LESETEXT:
::::::

Alltag in der Energiekrise: Waschen nur bei Wind?

Robert Habeck will den Einbau von vernetzten Stromzählern – Smart Metern – beschleunigen. Doch der Nutzen für Ver­brau­che­r:in­nen ist umstritten.

Ein Smart-Meter

So sieht er aus: Habecks' Wunderautomat Foto: cookiecutter/imago

1 Was sind Smart Meter?

Smart Meter sind digitale und vernetzte Stromzähler. Sie erfassen den Stromverbrauch sekunden- bis minutengenau. Zum Smart Meter gehört ein Gateway, das die Daten an Netzbetreiber und Stromanbieter weiterleitet – und auch Daten von diesen empfangen kann, etwa über den aktuellen Strompreis.

2 Was sollen die Geräte für die Energiewende bringen?

„Durch die Anzeige des Verbrauchs in Echtzeit setzen Smart Meter Anreize, Strom dann zu verwenden, wenn er günstig und viel davon vorhanden ist“, sagt Barbara Saerbeck, Projektleiterin beim Think Tank Agora Energiewende. Das sei bei den Erneuerbaren besonders wichtig, weil die eingespeisten Mengen hier stark schwanken können: Viel Strom an einem sonnigen und windigen Tag, weniger bei Flaute und bedecktem Himmel. Ver­brau­che­r:in­nen könnten also dann ihr E-Auto voll laden oder ihre Waschmaschine anstellen, wenn der Strom in Fülle vorhanden und günstig ist.

Dieser Text stammt aus der taz am wochenende. Immer ab Samstag am Kiosk, im eKiosk oder gleich im Wochenendabo. Und bei Facebook und Twitter.

Positiver Nebeneffekt: „Eine flexible Stromnachfrage trägt auch zur Netzstabilität bei“, sagt Saerbeck. In einer im Juni veröffentlichten Studie bezeichnet Agora Energiewende einen „intelligenten Verteilnetzbetrieb und einen deutlich schnelleren Smart-Meter-Rollout“ als erforderlich für ein erneuerbares Stromsystem. Wichtig ist dabei laut Saerbeck, auf Haushalte und Industrie gleichermaßen zu schauen, um möglichst viel Flexibilität zu gewinnen.

::::::

(Ausgangsdaten)
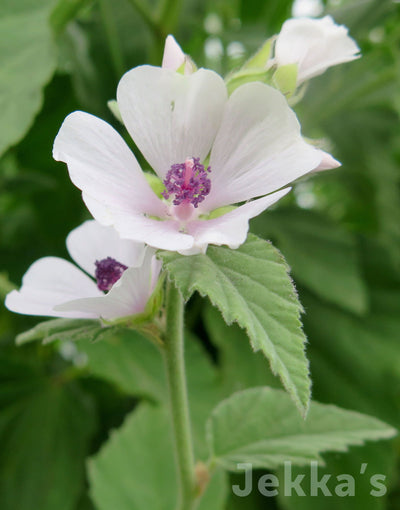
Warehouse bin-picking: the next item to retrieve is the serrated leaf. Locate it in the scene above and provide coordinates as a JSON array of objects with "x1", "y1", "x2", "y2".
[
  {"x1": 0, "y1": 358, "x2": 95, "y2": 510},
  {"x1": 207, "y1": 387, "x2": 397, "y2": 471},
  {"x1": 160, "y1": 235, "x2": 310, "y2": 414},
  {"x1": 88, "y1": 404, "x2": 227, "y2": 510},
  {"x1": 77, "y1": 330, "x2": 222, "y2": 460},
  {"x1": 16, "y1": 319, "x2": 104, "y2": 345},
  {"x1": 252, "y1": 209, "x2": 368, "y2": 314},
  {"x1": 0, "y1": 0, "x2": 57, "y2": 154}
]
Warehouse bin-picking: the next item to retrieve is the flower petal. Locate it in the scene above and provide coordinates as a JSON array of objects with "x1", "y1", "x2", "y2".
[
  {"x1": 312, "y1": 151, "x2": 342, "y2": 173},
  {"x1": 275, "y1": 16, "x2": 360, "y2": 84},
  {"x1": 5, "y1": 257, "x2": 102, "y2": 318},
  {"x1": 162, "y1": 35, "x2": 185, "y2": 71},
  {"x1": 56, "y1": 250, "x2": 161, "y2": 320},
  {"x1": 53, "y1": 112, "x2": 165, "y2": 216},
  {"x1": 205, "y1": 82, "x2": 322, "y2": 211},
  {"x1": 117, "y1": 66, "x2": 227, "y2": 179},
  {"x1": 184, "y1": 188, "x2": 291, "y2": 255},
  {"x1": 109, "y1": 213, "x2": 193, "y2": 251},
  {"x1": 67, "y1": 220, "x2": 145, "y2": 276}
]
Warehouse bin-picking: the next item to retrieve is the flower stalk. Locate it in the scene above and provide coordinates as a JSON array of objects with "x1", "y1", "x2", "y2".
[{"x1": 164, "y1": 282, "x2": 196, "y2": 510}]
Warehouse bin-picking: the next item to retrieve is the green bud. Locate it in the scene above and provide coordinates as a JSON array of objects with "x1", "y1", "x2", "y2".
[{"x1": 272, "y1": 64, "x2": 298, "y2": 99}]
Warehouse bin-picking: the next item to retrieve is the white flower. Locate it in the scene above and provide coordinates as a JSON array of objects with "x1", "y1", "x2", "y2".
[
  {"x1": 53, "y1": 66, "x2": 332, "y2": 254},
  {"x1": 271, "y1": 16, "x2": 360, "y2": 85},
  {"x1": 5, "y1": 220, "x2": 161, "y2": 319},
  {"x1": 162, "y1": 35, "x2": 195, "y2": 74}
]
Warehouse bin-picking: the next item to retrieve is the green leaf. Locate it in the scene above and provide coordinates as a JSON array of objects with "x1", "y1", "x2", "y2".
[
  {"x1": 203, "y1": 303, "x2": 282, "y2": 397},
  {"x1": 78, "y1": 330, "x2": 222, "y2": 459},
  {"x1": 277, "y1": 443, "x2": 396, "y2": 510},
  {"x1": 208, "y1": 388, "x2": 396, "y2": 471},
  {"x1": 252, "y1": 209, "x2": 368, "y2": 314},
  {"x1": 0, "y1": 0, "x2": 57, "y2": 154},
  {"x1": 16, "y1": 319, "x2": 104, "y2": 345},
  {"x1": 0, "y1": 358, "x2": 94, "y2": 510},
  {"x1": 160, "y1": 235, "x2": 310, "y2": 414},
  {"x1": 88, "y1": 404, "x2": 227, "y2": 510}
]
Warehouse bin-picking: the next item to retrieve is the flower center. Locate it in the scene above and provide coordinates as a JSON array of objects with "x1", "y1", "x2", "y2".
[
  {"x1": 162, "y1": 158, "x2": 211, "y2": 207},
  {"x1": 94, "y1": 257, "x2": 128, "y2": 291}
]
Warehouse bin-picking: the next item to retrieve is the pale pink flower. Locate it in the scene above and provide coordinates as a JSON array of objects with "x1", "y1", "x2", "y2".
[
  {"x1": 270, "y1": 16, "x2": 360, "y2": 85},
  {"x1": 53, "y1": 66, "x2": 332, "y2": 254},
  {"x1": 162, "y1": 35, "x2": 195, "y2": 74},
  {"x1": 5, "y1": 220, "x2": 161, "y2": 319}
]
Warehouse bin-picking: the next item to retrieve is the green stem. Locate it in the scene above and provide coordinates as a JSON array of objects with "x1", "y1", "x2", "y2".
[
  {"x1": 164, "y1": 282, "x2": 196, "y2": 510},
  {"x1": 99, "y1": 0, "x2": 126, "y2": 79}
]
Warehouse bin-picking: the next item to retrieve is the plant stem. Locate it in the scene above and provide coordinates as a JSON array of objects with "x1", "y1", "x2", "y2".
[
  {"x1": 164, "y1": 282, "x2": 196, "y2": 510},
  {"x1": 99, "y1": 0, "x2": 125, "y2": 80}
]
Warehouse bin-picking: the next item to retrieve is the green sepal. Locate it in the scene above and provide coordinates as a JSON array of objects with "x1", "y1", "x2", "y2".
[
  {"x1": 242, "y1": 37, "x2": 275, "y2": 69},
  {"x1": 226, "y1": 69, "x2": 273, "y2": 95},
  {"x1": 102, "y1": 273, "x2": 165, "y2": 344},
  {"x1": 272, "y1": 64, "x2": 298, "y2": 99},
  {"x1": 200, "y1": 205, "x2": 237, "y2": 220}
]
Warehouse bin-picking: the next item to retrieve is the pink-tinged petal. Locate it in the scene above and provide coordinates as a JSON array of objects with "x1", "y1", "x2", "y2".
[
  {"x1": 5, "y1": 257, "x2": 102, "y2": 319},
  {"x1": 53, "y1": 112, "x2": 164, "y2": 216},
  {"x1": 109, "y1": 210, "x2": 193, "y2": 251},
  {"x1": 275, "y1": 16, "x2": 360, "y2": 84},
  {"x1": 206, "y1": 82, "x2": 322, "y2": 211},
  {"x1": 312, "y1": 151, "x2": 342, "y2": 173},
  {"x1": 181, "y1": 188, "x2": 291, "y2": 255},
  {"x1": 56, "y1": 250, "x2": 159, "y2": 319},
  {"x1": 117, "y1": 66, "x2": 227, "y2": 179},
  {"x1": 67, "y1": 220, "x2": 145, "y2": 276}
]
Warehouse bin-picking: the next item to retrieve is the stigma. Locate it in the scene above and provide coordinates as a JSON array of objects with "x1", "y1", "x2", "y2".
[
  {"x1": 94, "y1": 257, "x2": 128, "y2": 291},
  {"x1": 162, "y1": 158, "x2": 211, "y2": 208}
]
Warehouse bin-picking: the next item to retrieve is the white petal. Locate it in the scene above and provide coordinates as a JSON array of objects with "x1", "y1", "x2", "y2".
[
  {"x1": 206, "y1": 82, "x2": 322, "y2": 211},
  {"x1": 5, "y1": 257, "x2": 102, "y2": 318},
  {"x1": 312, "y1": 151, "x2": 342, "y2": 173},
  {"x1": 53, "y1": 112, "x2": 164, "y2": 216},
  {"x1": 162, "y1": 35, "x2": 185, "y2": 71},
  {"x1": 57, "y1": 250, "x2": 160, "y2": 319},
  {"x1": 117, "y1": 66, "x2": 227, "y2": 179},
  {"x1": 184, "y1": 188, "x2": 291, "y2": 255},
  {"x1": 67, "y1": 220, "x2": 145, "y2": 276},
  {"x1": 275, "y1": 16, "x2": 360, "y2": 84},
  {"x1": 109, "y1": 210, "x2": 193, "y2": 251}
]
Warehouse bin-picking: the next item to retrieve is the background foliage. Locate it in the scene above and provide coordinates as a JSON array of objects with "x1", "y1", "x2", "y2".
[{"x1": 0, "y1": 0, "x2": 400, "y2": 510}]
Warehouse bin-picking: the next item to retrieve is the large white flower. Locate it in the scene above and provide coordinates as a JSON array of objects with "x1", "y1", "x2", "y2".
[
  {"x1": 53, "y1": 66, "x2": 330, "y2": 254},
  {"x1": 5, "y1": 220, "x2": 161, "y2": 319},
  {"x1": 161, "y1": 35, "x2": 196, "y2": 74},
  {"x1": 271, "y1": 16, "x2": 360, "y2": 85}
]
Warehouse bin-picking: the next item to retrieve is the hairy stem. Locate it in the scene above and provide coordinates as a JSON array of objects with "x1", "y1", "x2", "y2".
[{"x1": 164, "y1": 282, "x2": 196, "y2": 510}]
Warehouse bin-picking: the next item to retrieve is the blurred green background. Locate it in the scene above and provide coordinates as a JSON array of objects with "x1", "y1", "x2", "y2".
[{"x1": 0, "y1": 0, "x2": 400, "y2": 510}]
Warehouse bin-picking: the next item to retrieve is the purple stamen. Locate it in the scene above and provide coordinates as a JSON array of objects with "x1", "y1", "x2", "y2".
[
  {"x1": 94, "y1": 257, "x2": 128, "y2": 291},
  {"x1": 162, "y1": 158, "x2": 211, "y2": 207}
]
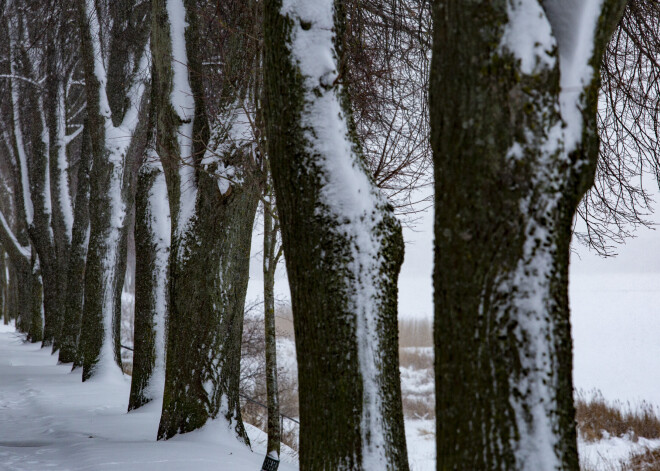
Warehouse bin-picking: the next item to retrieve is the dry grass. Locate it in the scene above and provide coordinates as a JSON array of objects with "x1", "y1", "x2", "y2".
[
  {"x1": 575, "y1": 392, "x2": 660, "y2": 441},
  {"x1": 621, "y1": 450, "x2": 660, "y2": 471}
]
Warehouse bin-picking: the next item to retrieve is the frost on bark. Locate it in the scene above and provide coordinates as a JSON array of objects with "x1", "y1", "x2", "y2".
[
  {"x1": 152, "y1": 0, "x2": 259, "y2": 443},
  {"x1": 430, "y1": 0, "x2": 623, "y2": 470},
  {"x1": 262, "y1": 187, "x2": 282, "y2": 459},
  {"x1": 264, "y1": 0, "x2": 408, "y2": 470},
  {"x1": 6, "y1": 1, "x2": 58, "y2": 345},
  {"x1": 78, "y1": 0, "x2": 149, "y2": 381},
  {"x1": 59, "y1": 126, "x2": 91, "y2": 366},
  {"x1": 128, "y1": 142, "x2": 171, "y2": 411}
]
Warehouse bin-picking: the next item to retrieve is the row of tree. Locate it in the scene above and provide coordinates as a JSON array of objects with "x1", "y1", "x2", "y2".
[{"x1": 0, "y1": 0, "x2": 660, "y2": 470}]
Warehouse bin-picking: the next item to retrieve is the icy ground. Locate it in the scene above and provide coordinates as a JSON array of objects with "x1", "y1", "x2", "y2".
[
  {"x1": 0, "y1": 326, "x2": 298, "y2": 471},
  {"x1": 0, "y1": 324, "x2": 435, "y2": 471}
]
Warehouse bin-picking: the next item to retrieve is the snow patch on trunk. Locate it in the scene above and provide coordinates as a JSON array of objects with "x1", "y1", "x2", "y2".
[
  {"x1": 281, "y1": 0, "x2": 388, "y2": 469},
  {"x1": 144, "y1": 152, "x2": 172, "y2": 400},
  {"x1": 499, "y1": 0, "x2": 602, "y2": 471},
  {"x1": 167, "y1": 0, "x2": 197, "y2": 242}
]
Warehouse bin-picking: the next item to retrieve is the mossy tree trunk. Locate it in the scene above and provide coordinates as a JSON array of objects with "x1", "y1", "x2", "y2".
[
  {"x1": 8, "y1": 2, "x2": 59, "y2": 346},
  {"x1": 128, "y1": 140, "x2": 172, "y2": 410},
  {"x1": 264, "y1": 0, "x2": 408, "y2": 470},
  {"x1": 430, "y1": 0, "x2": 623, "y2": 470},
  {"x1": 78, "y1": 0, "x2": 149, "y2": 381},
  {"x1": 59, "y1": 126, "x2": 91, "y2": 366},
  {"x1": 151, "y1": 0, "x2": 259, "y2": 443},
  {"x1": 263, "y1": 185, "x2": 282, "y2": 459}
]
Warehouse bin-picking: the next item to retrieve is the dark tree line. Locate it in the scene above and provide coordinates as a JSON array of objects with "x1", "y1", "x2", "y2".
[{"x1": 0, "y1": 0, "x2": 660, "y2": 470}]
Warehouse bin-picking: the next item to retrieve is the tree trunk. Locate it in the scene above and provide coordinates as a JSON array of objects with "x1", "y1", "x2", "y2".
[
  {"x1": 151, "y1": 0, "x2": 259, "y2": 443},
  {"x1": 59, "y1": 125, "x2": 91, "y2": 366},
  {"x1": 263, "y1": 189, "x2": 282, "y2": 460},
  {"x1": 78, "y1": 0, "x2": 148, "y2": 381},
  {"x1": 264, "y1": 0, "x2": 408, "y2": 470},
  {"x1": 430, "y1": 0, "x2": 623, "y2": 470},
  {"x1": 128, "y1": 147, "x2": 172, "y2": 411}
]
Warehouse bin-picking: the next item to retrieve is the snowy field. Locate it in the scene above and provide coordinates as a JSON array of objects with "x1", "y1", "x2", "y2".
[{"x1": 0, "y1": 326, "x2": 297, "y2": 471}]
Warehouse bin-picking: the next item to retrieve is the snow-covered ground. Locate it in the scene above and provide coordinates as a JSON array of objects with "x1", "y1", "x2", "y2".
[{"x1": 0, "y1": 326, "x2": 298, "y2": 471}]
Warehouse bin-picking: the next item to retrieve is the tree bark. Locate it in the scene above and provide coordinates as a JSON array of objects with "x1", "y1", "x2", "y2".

::::::

AUFGABE 1:
Warum ist es laut Barbara Saerbeck im Text über Smart Meter gerade bei den erneuerbaren Energien wichtig, dass die Geräte Anreize setzen, Strom bei günstigem und reichlichem Angebot zu nutzen?
AUFGABE 2:
Beantworte anhand des Textes über Smart Meter:
(a) An wen leitet das Gateway die Daten weiter?
(b) Welche Funktion hat Barbara Saerbeck?
(c) In welchem Monat wurde die Studie von Agora Energiewende veröffentlicht?

VOLLSTÄNDIGE LÖSUNG 1:
Bei den Erneuerbaren können die eingespeisten Strommengen stark schwanken. An einem sonnigen und windigen Tag gibt es viel Strom, bei Flaute und bedecktem Himmel weniger.

VOLLSTÄNDIGE LÖSUNG 2:
(a) An Netzbetreiber und Stromanbieter.
(b) Sie ist Projektleiterin beim Think Tank Agora Energiewende.
(c) Im Juni.